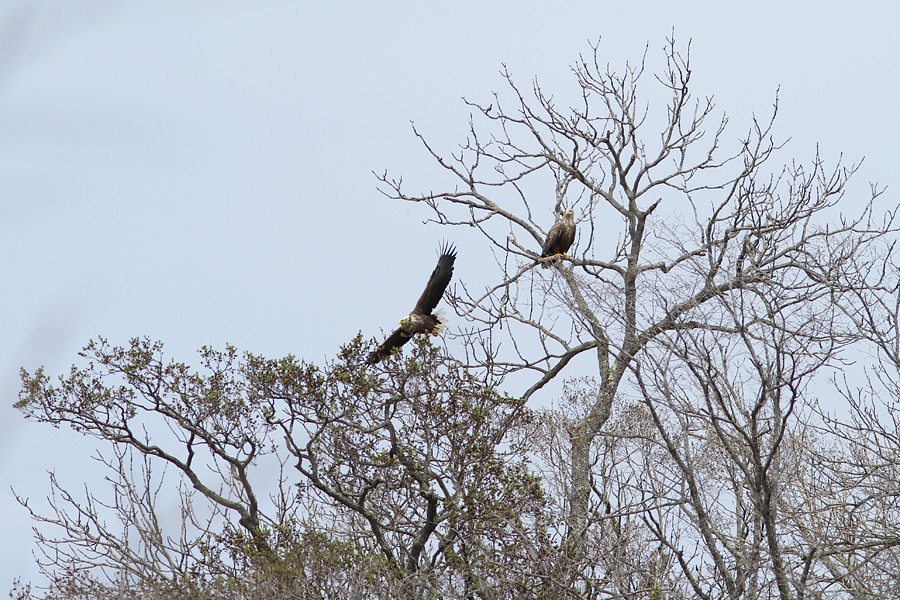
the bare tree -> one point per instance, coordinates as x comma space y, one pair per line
699, 223
688, 457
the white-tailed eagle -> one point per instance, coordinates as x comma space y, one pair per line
559, 238
421, 319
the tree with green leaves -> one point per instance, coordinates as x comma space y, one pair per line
691, 454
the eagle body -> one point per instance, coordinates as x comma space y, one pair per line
422, 318
559, 238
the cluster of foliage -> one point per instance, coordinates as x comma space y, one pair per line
693, 460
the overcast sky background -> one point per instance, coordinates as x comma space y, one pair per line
201, 172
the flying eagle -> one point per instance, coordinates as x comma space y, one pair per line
559, 238
421, 319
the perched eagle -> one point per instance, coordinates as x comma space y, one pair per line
559, 238
421, 319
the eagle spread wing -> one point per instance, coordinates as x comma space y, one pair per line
421, 319
438, 281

========================================

__Work request__. Begin with the line containing "the eagle spread" and repeat each line exactly until the records above end.

__Result for this task__.
the eagle spread wing -> one point per instance, coordinates as x comma space y, one pair per line
421, 319
438, 281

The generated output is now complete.